> _TAREFAS DO EXERCÍCIO_:
1 – Reescreva de forma mais breve o parágrafo do texto sobre a escravidão no mar que começa com "Não são muitas as amostras na África", conservando seus fatos principais.
2 – Prossiga o texto sobre a escravidão no mar a partir do ponto em que ele termina.

> _TEXTO DE ORIGEM_:
▽

Como em outros continentes, em alto-mar,
nos chamados mares do Sul ou mares da China, o crime levanta sua hórrida cabeça.
O que lhes
garante não só a sobrevivência, mas a própria presença continuada é a falta de
uma repressão legal digna deste nome, seja fruto de generalizada corrupção, ou
de fraca e, mesmo, conivente atuação de
esparso e negligente policiamento marítimo.
Em
condições existenciais que semelham reminiscentes dos lúridos navios negreiros
que transportavam como mercadorias os negros africanos, vendidos pelos sobas do
litoral, para as feitorias de el-Rei, e dali em condições inenarráveis faziam a
longa oceânica travessia, morrendo como moscas em fétidos porões. Eram os
infelizes que se destinavam às lavouras da colônia, e uns pouco com mais sorte
e aparência, à criadagem das mansões.
Reportagem
no New York Times – já traduzida por
jornalão de Pindorama – nos chega sob o título: Escravos do Mar – A miséria humana que alimenta gado e
bichos de estimação.
Como há de
compreender-se, a frota tailandesa de pesqueiros tem fome de marinheiros,
muitos deles reduzidos à condição de escravos.
Para tanto, a mão-de-obra que procuram é a
indocumentada. Depois de assumida a independência do jugo colonial – na segunda
metade do século vinte – grande parte dos países africanos ao sul do Sahel não
constituem modelo de boa governança. Mesmo para o Brasil, ali a corrupção, em
geral, está de mãos dadas com a eternização dos presidentes.
Não são muitas as amostras na África de países
democráticos e bem geridos. A própria África do Sul – que, decerto, muito
difere da maioria – não tem mais na presidência quem de longe se compare com Nelson Mandela. A crise da emigração
africana para o Eldorado europeu não deveria surpreender a Europa. Depois de
sua longa estada no Continente negro, na exploração e explotação colonial, os
diversos países europeus se retiraram das respectivas colônias. Se não as
deixaram preparadas para a independência, a sua atuação posterior, presenciou o
roubo sistemático de ditadores corruptos, com eles negociando e convivendo. A
África de hoje poderá ter exceções, mas por onde vá o viajante encontrará virtuais
presidentes vitalícios, que têm levado a corrupção a profundezas que fazem
lacrimejar muitos políticos de aquém-mar.

△

> _TRECHO DO MATERIAL_:
▽

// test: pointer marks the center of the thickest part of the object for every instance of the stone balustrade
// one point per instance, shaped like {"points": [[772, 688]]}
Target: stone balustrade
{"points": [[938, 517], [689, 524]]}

△

> _RESPOSTAS ÀS TAREFAS_:
1 – Na África há poucos países democráticos e bem geridos. A África do Sul difere da maioria, mas seu atual presidente não se compara a Nelson Mandela. A crise da emigração africana para a Europa não deveria surpreender os europeus. Depois de explorarem longamente o continente, os países europeus se retiraram das colônias sem prepará-las para a independência. Em seguida, negociaram e conviveram com ditadores corruptos enquanto estes roubavam sistematicamente. Hoje, salvo exceções, a África tem presidentes praticamente vitalícios que levaram a corrupção a níveis extremos.

2 –
Os
ídolos protetores dessa espécie voraz carecem de um realce especial. Para
tanto, creio que exemplo apropriado é dado pelo ditador Mobutu. Na verdade, o
primeiro presidente do ex-Congo Belga seria o grande Patrice Lumumba. Ele seria o mártir desse rico país, eis que, como
governante honesto e idealista, não se adequava às regras dos neocolonialistas.
Por isso, cuidaram de matá-lo e puseram no seu lugar Moisé Tchombé, a que
sucederia talvez o maior cleptocrata africano, Mobutu Seseseko, com quem
o Ocidente sempre teve boas relações, fundadas, pesa-me dizer, nos mútuos
interesses.
Que o leitor me perdoe esse excurso muito além
da Taprobana, mas talvez servirá para mostrar que a corrupção é um monstro que
se alimenta de trabalho escravo, de imensas florestas-virgens, da exploração do Estado em próprio proveito e
de muitas outras avenidas. Por conseguinte, não fará ao cabo muita diferença
ética se o poder central desse crime organizado se abanque em palácio
presidencial, ou se ele se pulverize em miríades de zangões, que cuidem da
explotação marinha no sentido lato da palavra.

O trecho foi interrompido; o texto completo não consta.